_Task directions_:
Pick out each line in the entries below that contains the word "white", and copy those lines.

_Records for the task_:
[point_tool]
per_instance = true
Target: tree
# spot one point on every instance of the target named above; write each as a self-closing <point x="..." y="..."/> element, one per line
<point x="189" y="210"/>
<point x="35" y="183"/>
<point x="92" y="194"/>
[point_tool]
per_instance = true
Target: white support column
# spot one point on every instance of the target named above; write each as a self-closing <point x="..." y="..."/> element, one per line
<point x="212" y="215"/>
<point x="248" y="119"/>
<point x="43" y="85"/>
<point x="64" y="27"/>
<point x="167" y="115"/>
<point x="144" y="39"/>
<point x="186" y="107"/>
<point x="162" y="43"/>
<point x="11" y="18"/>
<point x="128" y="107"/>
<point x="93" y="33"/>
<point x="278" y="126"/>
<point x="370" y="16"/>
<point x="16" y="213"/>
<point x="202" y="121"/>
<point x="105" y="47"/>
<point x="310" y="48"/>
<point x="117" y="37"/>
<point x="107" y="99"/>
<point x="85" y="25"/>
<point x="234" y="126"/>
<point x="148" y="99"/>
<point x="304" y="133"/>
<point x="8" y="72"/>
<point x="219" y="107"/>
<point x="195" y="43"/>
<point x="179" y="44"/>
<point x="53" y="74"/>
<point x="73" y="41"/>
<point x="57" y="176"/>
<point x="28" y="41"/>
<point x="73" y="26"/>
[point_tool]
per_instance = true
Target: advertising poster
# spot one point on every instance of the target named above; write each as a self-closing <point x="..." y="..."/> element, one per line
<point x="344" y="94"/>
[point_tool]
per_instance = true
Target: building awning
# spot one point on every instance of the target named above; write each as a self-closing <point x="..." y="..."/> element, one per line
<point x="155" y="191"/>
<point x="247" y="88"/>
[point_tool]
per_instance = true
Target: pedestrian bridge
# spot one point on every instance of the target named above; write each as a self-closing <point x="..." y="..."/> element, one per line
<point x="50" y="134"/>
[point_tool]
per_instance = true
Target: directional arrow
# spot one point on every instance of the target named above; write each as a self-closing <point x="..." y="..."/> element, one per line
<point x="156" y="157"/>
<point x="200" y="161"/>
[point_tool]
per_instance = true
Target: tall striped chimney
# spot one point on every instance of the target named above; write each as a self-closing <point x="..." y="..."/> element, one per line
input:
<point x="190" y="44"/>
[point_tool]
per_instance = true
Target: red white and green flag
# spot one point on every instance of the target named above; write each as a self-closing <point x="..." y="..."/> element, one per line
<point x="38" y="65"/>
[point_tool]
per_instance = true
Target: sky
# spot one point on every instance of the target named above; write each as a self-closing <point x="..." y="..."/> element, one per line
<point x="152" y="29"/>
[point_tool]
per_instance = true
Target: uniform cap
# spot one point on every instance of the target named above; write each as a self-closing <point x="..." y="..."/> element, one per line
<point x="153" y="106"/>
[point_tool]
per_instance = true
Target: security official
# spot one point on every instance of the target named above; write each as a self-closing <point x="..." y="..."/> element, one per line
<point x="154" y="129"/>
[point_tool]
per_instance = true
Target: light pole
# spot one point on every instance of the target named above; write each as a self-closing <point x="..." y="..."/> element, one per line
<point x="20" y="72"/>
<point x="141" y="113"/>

_Output below_:
Target: white support column
Target: red white and green flag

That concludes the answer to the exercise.